Texte fourni:
Premier avantage. Les hôpitaux ont connaissance de l'émergence d'éventuelles épidémies.

Les hôpitaux obtiendront un aperçu complet de la présence de gènes de résistance aux antibiotiques et de bactéries pathogènes, ce qui leur permettra d'identifier plus tôt les éventuelles épidémies. Ils seront donc mieux préparés pour prendre des mesures d'atténuation visant à réduire l'émergence de bactéries résistantes aux antibiotiques entre leurs murs.

Deuxième avantage. Les hôpitaux ont connaissance des implications de leurs prescriptions actuelles sur l'apparition de la résistance aux antibiotiques.

Les hôpitaux pourront comparer les niveaux d'antibiorésistance avec l'utilisation d'antibiotiques durant une période donnée. Ainsi, ils connaîtront les implications de leurs prescriptions actuelles sur l'apparition de la résistance aux antibiotiques. Les hôpitaux seront par conséquent encouragés à améliorer leur réglementation concernant la prescription d'antibiotiques, ce qui permettra d'optimiser leur utilisation à l'hôpital.

Troisième avantage. Les hôpitaux ont connaissance de la qualité des eaux usées relâchées dans l'environnement.

En règle générale, les eaux usées des hôpitaux sont traitées dans une station d'épuration municipale ou interne, avant d'être relâchées dans l'environnement. Les hôpitaux disposeront d'informations supplémentaires sur la qualité des rejets dans la collectivité. L'objectif de ces informations est d'encourager les hôpitaux à améliorer le traitement de leurs eaux usées afin de permettre aux communautés locales d'avoir accès à de l'eau ne présentant aucun risque d'antibiorésistance.

Données fournies:

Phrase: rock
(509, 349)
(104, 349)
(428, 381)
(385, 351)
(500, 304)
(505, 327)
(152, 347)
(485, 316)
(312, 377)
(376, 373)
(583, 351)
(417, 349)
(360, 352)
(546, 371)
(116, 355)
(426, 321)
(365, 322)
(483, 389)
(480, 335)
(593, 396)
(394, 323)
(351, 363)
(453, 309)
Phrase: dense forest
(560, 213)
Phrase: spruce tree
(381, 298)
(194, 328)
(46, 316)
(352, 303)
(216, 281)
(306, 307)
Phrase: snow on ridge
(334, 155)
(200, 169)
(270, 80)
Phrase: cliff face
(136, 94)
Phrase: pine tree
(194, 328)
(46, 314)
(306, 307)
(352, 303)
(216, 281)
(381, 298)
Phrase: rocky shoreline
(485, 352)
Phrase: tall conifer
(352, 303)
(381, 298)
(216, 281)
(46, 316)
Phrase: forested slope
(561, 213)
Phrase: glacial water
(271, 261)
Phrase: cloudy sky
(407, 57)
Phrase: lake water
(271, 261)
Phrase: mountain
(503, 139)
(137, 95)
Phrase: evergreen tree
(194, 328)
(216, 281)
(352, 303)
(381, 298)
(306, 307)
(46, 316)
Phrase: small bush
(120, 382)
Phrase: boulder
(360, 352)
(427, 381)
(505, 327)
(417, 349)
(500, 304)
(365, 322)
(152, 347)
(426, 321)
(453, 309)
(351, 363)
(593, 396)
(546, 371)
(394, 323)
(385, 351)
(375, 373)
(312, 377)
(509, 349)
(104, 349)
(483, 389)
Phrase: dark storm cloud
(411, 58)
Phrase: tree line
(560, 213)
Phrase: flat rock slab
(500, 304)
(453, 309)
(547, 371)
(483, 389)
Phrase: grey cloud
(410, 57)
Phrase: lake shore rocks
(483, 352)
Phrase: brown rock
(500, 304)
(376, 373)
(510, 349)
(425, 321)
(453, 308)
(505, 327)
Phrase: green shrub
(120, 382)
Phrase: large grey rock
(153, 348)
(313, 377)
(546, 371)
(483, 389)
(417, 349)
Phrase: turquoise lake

* * *

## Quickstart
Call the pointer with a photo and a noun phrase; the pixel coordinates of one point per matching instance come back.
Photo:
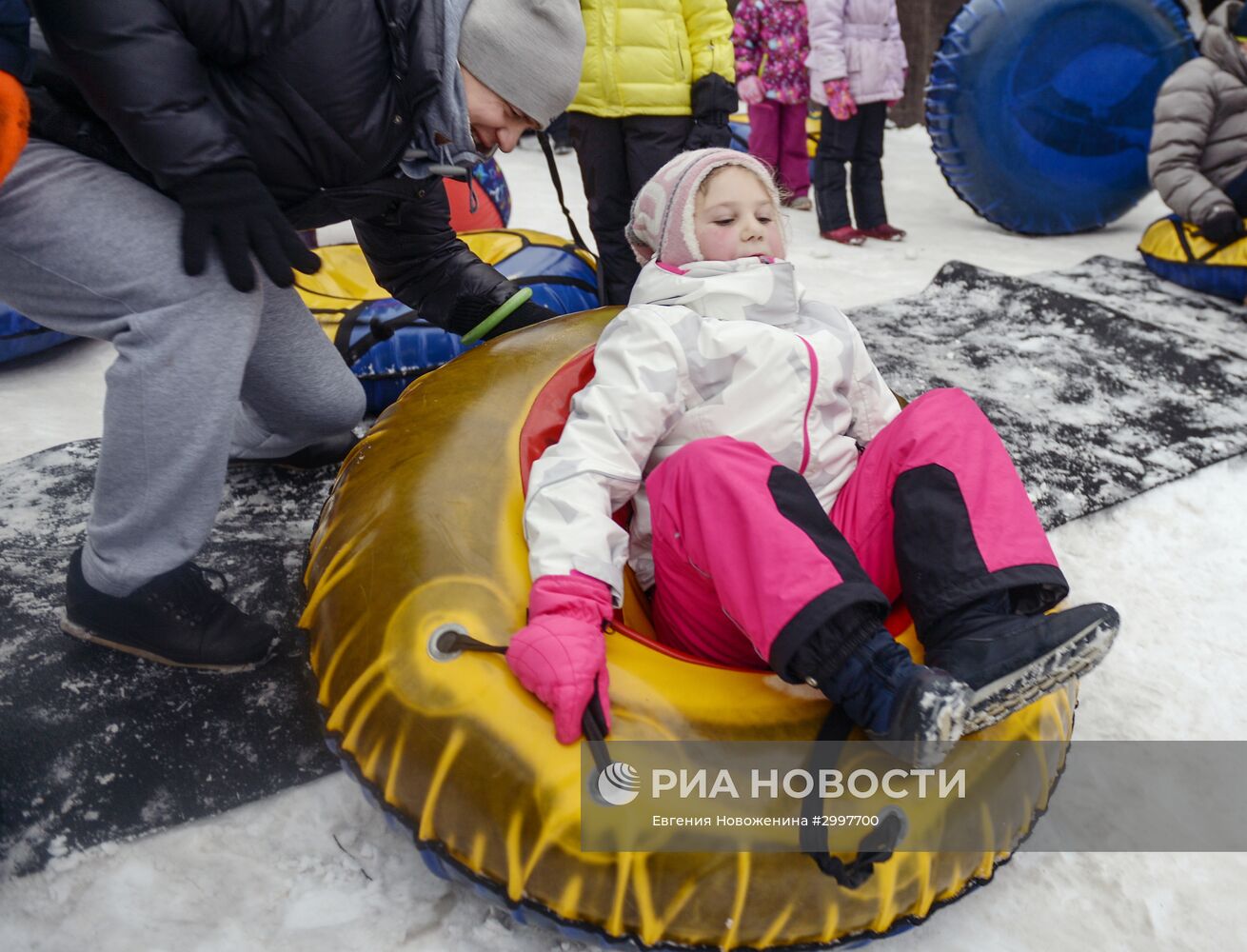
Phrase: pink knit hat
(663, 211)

--

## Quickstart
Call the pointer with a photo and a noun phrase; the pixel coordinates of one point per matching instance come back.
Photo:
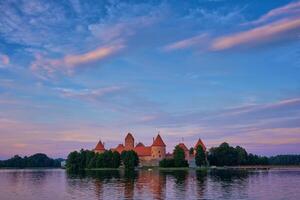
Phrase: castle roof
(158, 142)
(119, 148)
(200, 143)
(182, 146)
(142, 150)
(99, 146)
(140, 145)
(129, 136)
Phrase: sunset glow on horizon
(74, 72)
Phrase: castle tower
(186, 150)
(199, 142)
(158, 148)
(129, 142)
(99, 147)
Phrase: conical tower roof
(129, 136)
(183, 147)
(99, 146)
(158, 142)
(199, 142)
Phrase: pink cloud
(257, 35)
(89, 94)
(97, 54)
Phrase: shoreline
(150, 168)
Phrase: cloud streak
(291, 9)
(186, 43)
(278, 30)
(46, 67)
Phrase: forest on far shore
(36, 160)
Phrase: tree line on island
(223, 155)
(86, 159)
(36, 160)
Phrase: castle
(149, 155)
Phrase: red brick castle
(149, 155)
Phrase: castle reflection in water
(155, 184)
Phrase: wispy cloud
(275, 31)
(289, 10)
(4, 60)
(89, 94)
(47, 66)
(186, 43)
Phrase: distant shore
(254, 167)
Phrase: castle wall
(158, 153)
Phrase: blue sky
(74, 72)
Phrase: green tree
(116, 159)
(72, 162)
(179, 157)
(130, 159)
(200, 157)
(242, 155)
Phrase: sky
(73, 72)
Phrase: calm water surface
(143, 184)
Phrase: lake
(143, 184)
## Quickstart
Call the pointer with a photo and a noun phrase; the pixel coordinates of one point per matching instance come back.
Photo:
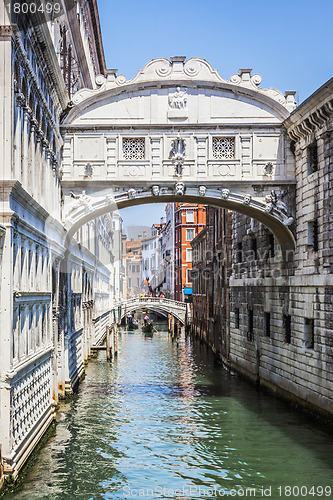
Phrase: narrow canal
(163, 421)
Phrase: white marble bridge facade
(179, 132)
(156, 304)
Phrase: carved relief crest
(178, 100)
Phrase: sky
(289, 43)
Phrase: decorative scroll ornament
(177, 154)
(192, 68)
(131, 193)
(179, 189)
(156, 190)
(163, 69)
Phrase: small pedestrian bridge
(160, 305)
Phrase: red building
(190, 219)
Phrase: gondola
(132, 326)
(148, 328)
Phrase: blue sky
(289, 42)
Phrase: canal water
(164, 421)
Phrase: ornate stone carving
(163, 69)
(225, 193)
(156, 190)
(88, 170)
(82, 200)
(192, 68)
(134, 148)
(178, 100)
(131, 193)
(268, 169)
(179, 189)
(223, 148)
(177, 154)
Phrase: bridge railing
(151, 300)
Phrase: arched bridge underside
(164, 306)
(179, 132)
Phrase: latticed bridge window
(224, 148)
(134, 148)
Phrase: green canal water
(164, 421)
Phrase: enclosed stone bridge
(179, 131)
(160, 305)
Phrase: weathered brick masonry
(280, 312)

Votre objectif: Poursuivez le texte sur les avantages pour les hôpitaux face à l'antibiorésistance, en reprenant juste après sa dernière phrase. Les entrées n'ont aucun lien avec le texte.

Réponse finale:
Quel est le lien entre la résistance aux antibiotiques et le microbiote ?

C. G.Giske: Beaucoup de souches résistantes commencent par coloniser le microbiome humain, soit intestinal soit respiratoire. Une fois ces souches présentes dans le microbiome, elles peuvent s'y établir à long terme et parfois causer des infections chez l'hôte, ou éventuellement se propager à d'autres personnes pouvant être plus sensibles aux infections bactériennes. Par conséquent, le portage de souches résistantes reste un risque important pour les infections résistantes, que ce soit chez l'hôte ou chez d'autres personnes de son entourage. Bien qu'elles se trouvent dans le microbiome, les souches peuvent également échanger facilement du matériel génétique, et donc transmettre cette résistance à d'autres souches bactériennes. Parfois, les souches les mieux adaptées à l'intestin d'une personne peuvent rester dans son microbiome pendant très longtemps. La surveillance du portage des souches résistantes dans le microbiome demeure une part importante du contrôle de l'infection, car elle permet de prendre des décisions éclairées concernant des patients devant être hospitalisés en chambre simple et suivis par une équipe dédiée par exemple, afin d'éviter les transmissions.

Nous vous présentons le Professeur Sørensen, lauréat de la bourse internationale 2022 de la Biocodex Microbiota Foundation. 

Son équipe a été la première à lancer une étude ambitieuse sur le résistome de 700 enfants, qui permettra de faire un pas de géant dans la compréhension de l'évolution et de la dissémination de la résistance aux antibiotiques dans l'intestin humain au cours de la petite enfance.

Découvrez son projet de recherche

Le microbiote pourrait-il aider les chercheurs à lutter contre la résistance aux antibiotiques ?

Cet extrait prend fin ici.